### Extrait:
== == ==
Ainsi, et à travers leurs réflexions, Moore et Srnicek permettent d’élargir le cadre des réflexions que l’on retient communément de Marx sur la technologie. Plus précisément, Srnicek trouve chez Moore un modèle où la technologie n’est pas seulement associée à l’exploitation de la force de travail, mais aussi à l’appropriation de tout ce qui se trouve au-delà. Un modèle où le codage de la réalité, les moyens de communication, le contrôle de l’information à distance, et le marché mondial, sont déjà mis en avant pour caractériser la logique même du capitalisme qui se déroule en cascade depuis cinq siècles, et qui sied particulièrement au capitalisme de plateforme. Ces éléments, loin d’être absents de l’œuvre de Marx, sont ainsi remis en pleine lumière, car celui-ci remarquait déjà que « plus le capital est développé […] plus il tend, parallèlement, à une expansion spatiale croissante du marché et à une abolition croissante de l’espace au moyen du temps61 ». En sorte que la constitution de plus en plus dense du capitalisme en réseau mondial, mais surtout l’évolution de plus en plus rapide des techniques pour le piloter et abaisser son temps de reproduction élargie à zéro, sont autant d’étapes qui ont accéléré l’entrée dans l’époque du Capitalocène.
85Conclusion : d’un web l’autre ?
== == ==
### Données:
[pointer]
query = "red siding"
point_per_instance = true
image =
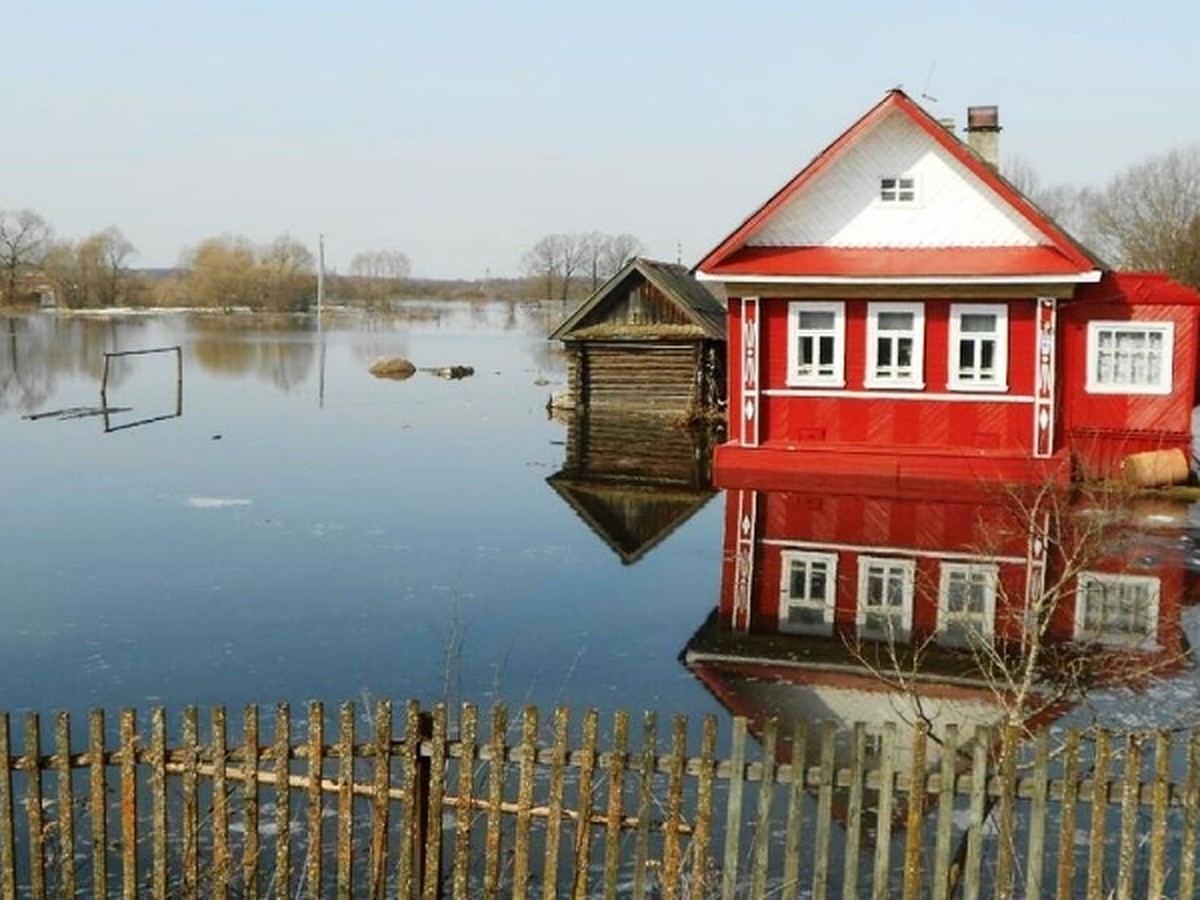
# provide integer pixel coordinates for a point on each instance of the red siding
(1102, 429)
(885, 420)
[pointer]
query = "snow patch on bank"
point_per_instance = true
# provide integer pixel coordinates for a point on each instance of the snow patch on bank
(216, 502)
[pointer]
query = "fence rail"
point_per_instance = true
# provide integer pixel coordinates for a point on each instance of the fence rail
(441, 804)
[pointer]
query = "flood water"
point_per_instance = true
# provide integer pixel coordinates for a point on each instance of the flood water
(282, 526)
(305, 531)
== == ==
### Travail à faire:
Condensez le paragraphe de l'extrait qui commence par « Ainsi, et à travers leurs réflexions » en gardant l'essentiel de ses faits. Ce matériel provient d'une autre source.

### Solution proposée:
Moore et Srnicek élargissent le cadre habituel des réflexions de Marx sur la technologie. Srnicek trouve chez Moore un modèle où la technologie sert à exploiter la force de travail, mais aussi à s'approprier tout ce qui se trouve au-delà. Ce modèle met en avant le codage de la réalité, les moyens de communication, le contrôle de l'information à distance et le marché mondial pour caractériser la logique du capitalisme depuis cinq siècles. Cette logique convient particulièrement au capitalisme de plateforme. Marx notait déjà que plus le capital se développe, plus il tend à étendre le marché dans l'espace et à abolir l'espace par le temps. Deux évolutions ont accéléré l'entrée dans le Capitalocène : la densification du réseau capitaliste mondial, et surtout l'évolution toujours plus rapide des techniques pour le piloter et ramener à zéro son temps de reproduction élargie.